__EXCERPTED TEXT__
____________

This dedicated masters programme in science and religion is intended for students who wish to engage in the advanced interdisciplinary study of science and religion, including those who wish to prepare for PhD work.

This is one of the world’s very few science and religion programmes.

Much of the recent debate surrounding ‘new atheism’ has taken place within a poorly informed view of the history and philosophy of science and its relationship with religion. This programme aims to inform and engage with the debate in depth, looking at it from scientific, philosophical, historical, ethical and theological perspectives.

The history of science is studied from ancient times through the modern scientific revolution, together with philosophical trends in our understanding of reality. The main areas of dialogue between science and religion are explored in depth, including cosmology, evolution, divine action and miracles, consciousness and the human person.

Programme structure

This programme is run over one year full-time (or two years part-time). You will be taught mainly in small classroom/seminar groups. You will be given training in research methods which offers a practical approach to postgraduate level skills of critical investigation and writing, and receive individual supervision for your 15,000 word dissertation.

____________

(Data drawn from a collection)

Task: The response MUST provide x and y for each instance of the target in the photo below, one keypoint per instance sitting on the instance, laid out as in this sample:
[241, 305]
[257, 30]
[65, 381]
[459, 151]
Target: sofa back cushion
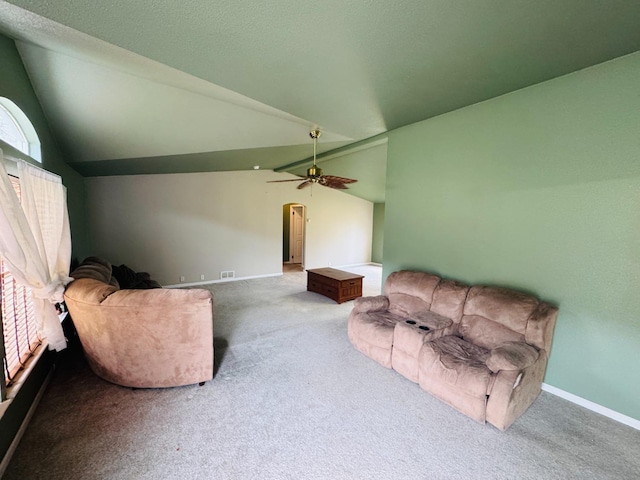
[486, 333]
[448, 299]
[95, 268]
[410, 291]
[87, 291]
[506, 307]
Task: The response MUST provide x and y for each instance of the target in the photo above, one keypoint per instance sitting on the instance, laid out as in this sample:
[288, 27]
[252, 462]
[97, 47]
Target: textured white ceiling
[217, 85]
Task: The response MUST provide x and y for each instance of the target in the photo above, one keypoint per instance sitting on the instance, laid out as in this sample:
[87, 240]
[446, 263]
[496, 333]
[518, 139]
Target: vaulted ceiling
[158, 86]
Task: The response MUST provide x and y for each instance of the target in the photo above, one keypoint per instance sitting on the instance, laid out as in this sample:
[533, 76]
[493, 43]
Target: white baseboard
[234, 279]
[607, 412]
[23, 426]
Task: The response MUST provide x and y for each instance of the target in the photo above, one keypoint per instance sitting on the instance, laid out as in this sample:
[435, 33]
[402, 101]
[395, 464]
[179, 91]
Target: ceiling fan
[314, 174]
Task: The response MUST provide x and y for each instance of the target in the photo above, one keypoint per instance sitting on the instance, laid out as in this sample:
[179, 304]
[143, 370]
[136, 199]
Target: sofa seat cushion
[376, 327]
[371, 304]
[512, 356]
[454, 361]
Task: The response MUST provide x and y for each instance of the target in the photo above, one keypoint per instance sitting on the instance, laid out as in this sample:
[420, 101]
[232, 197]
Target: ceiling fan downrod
[314, 173]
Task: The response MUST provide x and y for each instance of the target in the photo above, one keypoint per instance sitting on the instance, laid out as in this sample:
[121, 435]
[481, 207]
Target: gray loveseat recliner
[483, 350]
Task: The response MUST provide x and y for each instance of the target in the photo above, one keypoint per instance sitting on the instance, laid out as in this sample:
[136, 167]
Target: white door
[296, 233]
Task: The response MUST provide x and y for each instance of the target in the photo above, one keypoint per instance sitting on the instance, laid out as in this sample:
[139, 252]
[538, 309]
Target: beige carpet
[292, 399]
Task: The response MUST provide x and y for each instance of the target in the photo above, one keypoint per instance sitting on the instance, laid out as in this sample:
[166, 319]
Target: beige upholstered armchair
[141, 338]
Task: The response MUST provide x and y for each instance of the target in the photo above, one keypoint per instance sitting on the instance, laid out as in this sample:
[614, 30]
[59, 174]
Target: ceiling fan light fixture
[315, 175]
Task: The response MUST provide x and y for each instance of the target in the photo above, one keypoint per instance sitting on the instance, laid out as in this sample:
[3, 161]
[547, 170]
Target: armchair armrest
[371, 304]
[512, 356]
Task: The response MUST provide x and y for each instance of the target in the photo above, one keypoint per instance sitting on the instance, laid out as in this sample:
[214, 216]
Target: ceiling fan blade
[289, 180]
[333, 178]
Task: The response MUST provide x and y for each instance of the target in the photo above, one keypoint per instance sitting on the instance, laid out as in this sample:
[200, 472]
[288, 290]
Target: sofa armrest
[371, 304]
[512, 356]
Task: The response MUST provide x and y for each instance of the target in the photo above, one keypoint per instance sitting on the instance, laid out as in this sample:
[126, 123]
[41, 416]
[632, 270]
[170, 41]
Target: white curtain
[35, 241]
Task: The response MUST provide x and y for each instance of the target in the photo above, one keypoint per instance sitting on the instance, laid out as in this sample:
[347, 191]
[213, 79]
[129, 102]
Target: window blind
[19, 327]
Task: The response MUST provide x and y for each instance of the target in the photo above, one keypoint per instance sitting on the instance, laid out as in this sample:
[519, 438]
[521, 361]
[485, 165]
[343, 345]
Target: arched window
[17, 130]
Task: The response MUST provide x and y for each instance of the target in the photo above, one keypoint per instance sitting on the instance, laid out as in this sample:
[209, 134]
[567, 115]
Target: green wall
[537, 190]
[378, 233]
[15, 85]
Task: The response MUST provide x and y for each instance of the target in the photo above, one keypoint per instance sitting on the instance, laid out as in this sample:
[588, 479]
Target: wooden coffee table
[336, 284]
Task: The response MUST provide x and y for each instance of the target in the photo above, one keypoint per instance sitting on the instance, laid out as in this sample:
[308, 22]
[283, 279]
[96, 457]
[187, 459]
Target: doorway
[293, 235]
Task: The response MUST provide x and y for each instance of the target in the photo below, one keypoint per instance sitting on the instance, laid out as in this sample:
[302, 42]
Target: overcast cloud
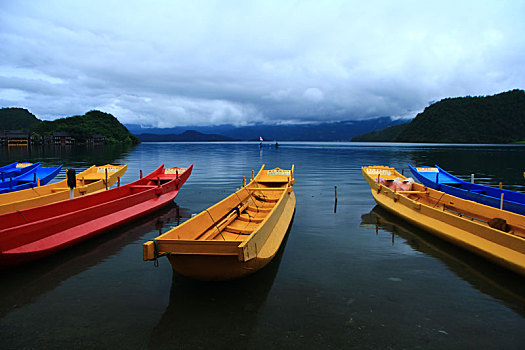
[166, 63]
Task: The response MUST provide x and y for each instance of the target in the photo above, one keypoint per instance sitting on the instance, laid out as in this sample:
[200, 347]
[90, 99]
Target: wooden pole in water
[71, 182]
[335, 204]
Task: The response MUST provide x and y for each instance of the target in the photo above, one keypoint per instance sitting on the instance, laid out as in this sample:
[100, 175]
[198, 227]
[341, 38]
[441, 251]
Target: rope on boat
[439, 200]
[215, 224]
[253, 199]
[155, 253]
[461, 214]
[240, 203]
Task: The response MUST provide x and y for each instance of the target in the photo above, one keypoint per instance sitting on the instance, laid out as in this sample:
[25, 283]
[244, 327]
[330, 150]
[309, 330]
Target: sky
[177, 63]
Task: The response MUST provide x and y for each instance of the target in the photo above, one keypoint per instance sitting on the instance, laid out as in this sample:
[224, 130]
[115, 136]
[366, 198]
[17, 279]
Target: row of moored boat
[485, 220]
[242, 233]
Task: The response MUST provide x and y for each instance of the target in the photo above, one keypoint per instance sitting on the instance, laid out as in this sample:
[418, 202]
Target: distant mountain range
[484, 119]
[337, 131]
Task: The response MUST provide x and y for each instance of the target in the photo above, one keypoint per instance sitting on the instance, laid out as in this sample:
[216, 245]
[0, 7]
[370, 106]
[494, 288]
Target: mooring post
[335, 204]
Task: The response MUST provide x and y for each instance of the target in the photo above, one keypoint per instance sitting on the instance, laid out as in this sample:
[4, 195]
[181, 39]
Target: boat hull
[443, 181]
[229, 267]
[56, 226]
[88, 181]
[500, 247]
[235, 237]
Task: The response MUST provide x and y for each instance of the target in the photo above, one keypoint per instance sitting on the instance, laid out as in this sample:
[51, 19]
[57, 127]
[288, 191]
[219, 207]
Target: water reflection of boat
[214, 315]
[24, 284]
[481, 274]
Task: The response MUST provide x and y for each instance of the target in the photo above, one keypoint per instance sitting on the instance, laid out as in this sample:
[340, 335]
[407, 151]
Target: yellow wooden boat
[91, 180]
[235, 237]
[492, 233]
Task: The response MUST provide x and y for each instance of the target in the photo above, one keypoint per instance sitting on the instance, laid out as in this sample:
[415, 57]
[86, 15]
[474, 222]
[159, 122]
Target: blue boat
[439, 179]
[36, 175]
[15, 169]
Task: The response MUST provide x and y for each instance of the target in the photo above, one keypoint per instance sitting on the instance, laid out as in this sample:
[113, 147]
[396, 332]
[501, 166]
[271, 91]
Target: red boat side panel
[33, 233]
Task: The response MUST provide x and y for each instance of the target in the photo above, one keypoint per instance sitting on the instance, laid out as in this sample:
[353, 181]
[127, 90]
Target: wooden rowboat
[93, 179]
[37, 176]
[15, 169]
[30, 234]
[235, 237]
[497, 235]
[441, 180]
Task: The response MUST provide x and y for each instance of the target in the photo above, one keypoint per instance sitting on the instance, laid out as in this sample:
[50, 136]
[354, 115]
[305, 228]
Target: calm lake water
[354, 277]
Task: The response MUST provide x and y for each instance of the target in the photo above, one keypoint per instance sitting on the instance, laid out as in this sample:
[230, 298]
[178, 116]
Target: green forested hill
[17, 119]
[491, 119]
[82, 127]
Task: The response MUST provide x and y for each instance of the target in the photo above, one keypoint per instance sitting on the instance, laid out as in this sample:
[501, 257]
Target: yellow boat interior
[229, 222]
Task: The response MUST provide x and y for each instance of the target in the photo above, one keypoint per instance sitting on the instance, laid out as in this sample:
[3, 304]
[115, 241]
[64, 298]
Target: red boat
[30, 234]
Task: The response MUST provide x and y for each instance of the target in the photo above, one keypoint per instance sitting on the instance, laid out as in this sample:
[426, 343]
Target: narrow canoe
[235, 237]
[441, 180]
[10, 171]
[37, 176]
[90, 180]
[497, 235]
[31, 234]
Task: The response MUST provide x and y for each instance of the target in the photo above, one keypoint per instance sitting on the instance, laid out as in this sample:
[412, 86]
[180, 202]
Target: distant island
[319, 132]
[490, 119]
[494, 119]
[19, 126]
[186, 136]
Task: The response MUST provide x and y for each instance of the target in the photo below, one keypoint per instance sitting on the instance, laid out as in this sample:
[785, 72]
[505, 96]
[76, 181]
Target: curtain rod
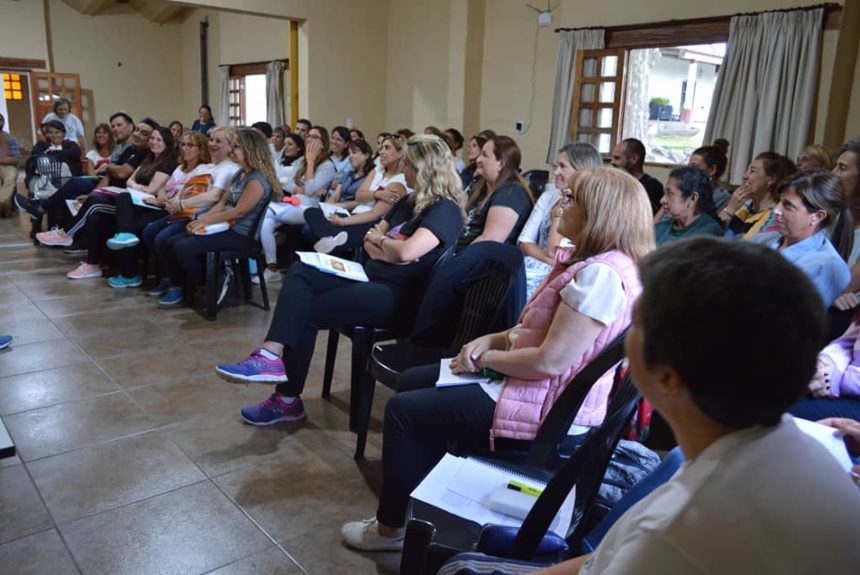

____________

__INSTRUCTIONS__
A. Name every perspective from which the programme description says the program looks at the debate around "new atheism."
B. Write the next few sentences of the science and religion programme description, picking up after its final sentence about the dissertation.
The items above are separate material and have no connection to the programme description.

__RESULTS OF THE EXERCISE__
A. Scientific, philosophical, historical, ethical, theological

B.
Compulsory courses

Compulsory courses comprise History of Science and Religion in the Christian Tradition; Cosmos, Cell and Creator: Current Debates in Science and Religion; and two courses in research methods.

Option courses

You will choose three options, which can be taken from courses in science and religion, such as:

  • Economy, Ecology, and Ethics
  • Key Thinkers in Science and Religion
  • Philosophy of Time
  • Philosophy of Science: Contemporary Debates
  • Science and Religion in Literature
  • Science and Scripture

The options on offer change from year to year, so please consult the Programme Director for advice on what will be available. With the agreement of your Programme Director, you may also choose options from other taught masters programmes, language courses, and advanced undergraduate courses.

Career opportunities

This programme is designed to provide a strong foundation for postgraduate research in the field or for employment in a range of areas requiring critical analysis and empathetic understanding.